(Saved data entries)

○ ○ ○ ○ ○

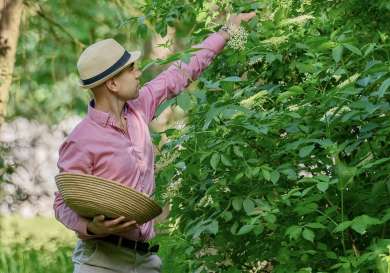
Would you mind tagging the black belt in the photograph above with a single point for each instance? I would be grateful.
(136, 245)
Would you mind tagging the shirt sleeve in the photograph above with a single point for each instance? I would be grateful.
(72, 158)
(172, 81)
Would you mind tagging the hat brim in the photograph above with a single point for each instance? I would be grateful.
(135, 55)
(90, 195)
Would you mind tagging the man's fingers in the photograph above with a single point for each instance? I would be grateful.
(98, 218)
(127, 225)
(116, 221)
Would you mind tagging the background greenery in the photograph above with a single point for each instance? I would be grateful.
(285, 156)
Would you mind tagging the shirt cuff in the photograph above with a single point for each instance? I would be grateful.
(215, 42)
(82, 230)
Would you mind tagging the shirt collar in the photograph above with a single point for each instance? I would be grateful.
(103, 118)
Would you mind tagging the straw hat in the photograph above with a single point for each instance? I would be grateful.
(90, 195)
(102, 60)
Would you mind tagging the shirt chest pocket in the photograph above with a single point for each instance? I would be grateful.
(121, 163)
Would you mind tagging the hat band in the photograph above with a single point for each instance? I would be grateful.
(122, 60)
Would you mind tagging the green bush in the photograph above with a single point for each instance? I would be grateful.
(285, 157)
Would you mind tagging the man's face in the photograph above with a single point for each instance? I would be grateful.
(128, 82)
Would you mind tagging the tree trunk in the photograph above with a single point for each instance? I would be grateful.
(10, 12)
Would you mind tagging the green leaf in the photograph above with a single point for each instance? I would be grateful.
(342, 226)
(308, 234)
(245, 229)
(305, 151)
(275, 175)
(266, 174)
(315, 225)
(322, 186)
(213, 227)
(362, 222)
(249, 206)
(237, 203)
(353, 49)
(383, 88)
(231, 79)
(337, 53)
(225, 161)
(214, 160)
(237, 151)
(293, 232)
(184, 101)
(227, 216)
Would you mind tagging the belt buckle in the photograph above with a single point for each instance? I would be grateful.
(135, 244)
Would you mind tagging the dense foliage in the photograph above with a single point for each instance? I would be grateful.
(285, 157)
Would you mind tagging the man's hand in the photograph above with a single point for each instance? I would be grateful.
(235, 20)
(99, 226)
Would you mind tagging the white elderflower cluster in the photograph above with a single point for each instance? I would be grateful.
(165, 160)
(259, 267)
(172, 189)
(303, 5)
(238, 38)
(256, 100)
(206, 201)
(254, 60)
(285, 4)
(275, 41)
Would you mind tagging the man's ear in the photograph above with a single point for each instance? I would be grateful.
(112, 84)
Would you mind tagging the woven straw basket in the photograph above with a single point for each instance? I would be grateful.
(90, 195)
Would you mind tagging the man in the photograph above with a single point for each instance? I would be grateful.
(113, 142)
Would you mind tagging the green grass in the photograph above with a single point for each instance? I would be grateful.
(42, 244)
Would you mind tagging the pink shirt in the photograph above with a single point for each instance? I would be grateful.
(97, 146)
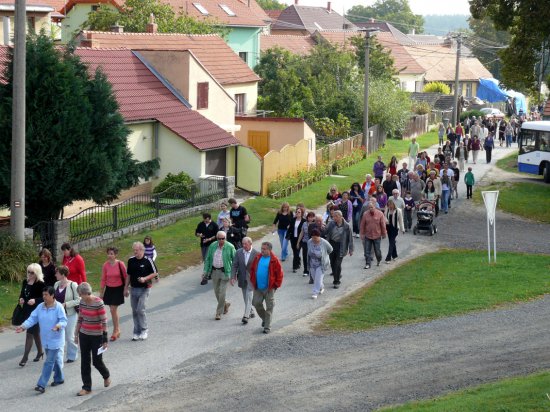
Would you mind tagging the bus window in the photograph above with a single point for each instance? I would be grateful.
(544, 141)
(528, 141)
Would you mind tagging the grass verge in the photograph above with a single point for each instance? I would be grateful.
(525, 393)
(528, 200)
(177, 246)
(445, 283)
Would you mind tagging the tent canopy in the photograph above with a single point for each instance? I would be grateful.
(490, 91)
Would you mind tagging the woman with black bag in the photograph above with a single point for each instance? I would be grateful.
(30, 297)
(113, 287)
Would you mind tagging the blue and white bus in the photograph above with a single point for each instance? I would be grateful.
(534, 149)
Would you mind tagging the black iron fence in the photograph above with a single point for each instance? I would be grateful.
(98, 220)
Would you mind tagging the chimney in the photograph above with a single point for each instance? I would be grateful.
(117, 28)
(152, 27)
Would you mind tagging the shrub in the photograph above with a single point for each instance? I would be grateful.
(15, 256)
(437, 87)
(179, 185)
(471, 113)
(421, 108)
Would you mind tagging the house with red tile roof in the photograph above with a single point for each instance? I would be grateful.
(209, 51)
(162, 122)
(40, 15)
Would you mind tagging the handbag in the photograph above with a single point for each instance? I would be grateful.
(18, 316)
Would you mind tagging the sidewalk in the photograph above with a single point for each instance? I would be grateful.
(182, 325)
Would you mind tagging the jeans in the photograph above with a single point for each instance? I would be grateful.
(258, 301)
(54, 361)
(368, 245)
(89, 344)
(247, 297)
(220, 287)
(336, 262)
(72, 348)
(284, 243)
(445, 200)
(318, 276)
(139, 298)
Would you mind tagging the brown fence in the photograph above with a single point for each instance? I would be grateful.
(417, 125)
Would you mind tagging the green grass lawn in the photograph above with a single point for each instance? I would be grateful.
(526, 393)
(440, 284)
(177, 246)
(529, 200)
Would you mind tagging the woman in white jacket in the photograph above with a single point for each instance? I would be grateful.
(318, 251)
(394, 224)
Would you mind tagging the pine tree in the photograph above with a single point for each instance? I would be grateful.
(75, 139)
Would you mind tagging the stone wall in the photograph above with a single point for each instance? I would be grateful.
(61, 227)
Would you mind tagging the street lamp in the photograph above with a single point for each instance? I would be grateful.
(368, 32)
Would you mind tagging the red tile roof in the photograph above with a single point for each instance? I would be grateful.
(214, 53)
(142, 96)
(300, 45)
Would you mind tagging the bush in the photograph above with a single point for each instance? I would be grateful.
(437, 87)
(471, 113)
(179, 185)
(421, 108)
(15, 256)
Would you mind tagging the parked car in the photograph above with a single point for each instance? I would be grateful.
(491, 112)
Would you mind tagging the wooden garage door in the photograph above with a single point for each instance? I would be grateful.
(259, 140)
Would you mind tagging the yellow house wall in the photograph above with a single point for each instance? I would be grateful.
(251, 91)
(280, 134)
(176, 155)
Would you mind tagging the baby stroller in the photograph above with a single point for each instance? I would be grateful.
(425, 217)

○ ○ ○ ○ ○

What needs to be done :: Rewrite the rows above as a two-column CSV with the headers instruction and points, giving one CSV line per row and placing the instruction text and its points each in one quoted field, with line breaks changed to spaces. Leave the pictures out.

Output of the exercise ::
instruction,points
"Would you mind tagging the black belt in the photograph above with a single point for each instance? I would be grateful.","(136, 245)"
"Would you mind tagging the shirt sleeve in the photograph above with a single point for each instance? I would be grateful.","(72, 158) (172, 81)"
"Would you mind tagging the hat brim in the photograph above with a single point for each instance? I would be grateful.","(135, 55) (90, 195)"
"Would you mind tagging the man's fingers in the photograph above with a single point for each instance? I would be grateful.","(98, 218) (127, 225) (116, 221)"
"Would you mind tagging the background greenery in the photograph above with a single point for each instance? I would be grateful.","(285, 156)"
"Would you mind tagging the shirt cuff in the photograph above with a single point for each instance? I would be grateful.","(215, 42) (82, 230)"
"Would you mind tagging the shirt collar in the photograph above with a single point for each instance? I would be grateful.","(103, 118)"
"Would you mind tagging the straw hat in the photograph above with a single point for each instance? I would be grateful.","(90, 195) (102, 60)"
"Would you mind tagging the shirt chest pocket in the photograph above with a single point for each instance? I would be grateful.","(121, 163)"
"Would you mind tagging the hat band in the photograph above with a single point for each instance? I would be grateful.","(122, 60)"
"Would you mind tagging the green bush in the photograph above with a single point for each instance? I would be grateful.","(285, 157)"
"Would you mind tagging the man's face in the photograph above with a single point for each instance? I would be grateful.","(128, 82)"
"Would you mind tagging the tree trunk in the photograph above with a single point for each instance? I would be grateful.","(10, 12)"
"Would you mind tagging the green leaf in the photograph above with a single point for each instance? I would be grateful.","(342, 226) (308, 234) (245, 229) (305, 151) (275, 175) (266, 174) (315, 225) (322, 186) (213, 227) (362, 222) (249, 206) (237, 203) (353, 49) (383, 88) (231, 79) (337, 53) (225, 161) (214, 160) (237, 151) (293, 232) (184, 101) (227, 216)"
"Would you mind tagging the belt buckle in the photograph above with a single point for each instance? I would be grateful.","(135, 244)"
"Would you mind tagging the dense foliage in the photograph above with a single point for each instance? I would be grateful.","(285, 157)"
"Would you mind tagging the man's hand in the photograph above with a single point for each instance? I would be grateful.","(235, 20) (99, 226)"
"Would you mind tagging the white elderflower cluster in the photograph above with a single point for each instance? I would be grateful.","(165, 160) (259, 267) (172, 189) (303, 5) (238, 38) (256, 100) (206, 201) (254, 60) (285, 4) (275, 41)"
"Would you mind tagging the man's ear in the photograph above with a single point for each instance? I would be grateful.","(112, 84)"
"Would you mind tagging the woven straw basket in the photograph above with a single point for each instance? I would be grateful.","(90, 195)"
"Would you mind tagging the man in the photograph above with a single point for each instance? I would be grateful.","(113, 142)"
"Would you mind tagging the green grass in the photograph above with a single point for each instance? I would be grateful.","(42, 244)"
"Would you mind tagging the pink shirt in the photograph above with a single point for each instance? I would be grateful.","(97, 146)"
"Would you mind tagging the bus window in the photograph above with a single point for each instance? I would be grateful.","(544, 141) (528, 141)"
"Would you mind tagging the grass verge in the photograph above with a single point for each instance? I would be grateful.","(525, 393) (528, 200) (177, 246) (445, 283)"
"Would you mind tagging the tent canopy in the photograph above with a single point for each instance? I would be grateful.","(490, 91)"
"Would you mind tagging the woman with black bag in the photograph above with a single point for each instance? I would be grateful.","(30, 297) (113, 287)"
"Would you mind tagging the blue and white bus in the photograph above with a single point for each instance? I would be grateful.","(534, 149)"
"Would you mind tagging the black iron fence in the photograph above with a single point for each instance? I would be grateful.","(98, 220)"
"Would you mind tagging the chimney in the photograph above with a single point for each instance? I would be grateful.","(117, 28) (152, 27)"
"Would you mind tagging the shrub in the photograph above with a single point for each instance? I would be grateful.","(15, 256) (437, 87) (179, 185) (471, 113) (421, 108)"
"Would you mind tagging the house with red tile roof in the photograph above with a single point for each instance? I would be grateful.","(209, 51) (162, 122) (40, 15)"
"Would you mind tagging the handbag in the photograph above with a single point for each instance? I would be grateful.","(18, 316)"
"Would you mind tagging the sidewalk in the photograph above with a single point for each instance? I would be grateful.","(182, 325)"
"Would you mind tagging the jeans in the photograph above with a single point for each instance? I would be grateful.","(258, 301) (54, 361) (368, 245) (89, 344) (247, 297) (220, 287) (336, 262) (72, 348) (284, 243) (445, 200) (318, 276) (139, 298)"
"Would you mind tagging the brown fence in the photograph above with a single point for each instance? I would be grateful.","(417, 125)"
"Would you mind tagging the green grass lawn in the photograph above with a single point for each instance? I would be grateful.","(526, 393) (440, 284) (177, 246) (529, 200)"
"Would you mind tagging the woman in white jacket in the photograph above with a single point for each instance? I would be grateful.","(318, 251) (394, 224)"
"Would you mind tagging the pine tree in the photograph above with a single point for each instance? I would be grateful.","(75, 139)"
"Would you mind tagging the stone wall in the photograph above with a single point for each instance? I would be grateful.","(61, 227)"
"Would you mind tagging the street lamp in the photograph above with a single point for each instance? I would be grateful.","(368, 32)"
"Would you mind tagging the red tile roof in the photograph above with a single point for each instance? I would be grateful.","(214, 53) (142, 96) (300, 45)"
"Would you mind tagging the bush in the photograph above with a single point for each instance? I would be grateful.","(437, 87) (471, 113) (179, 185) (421, 108) (15, 256)"
"Would you mind tagging the parked car in the photograph above with a single point for each instance? I would be grateful.","(491, 112)"
"Would you mind tagging the wooden garage door in the photograph above with a single point for each instance? I would be grateful.","(259, 140)"
"Would you mind tagging the yellow house wall in the photograph above with a single point for each instance? I would be grateful.","(251, 91) (280, 134) (176, 155)"
"Would you mind tagging the baby stroller in the photograph above with a single point for each instance? I would be grateful.","(425, 217)"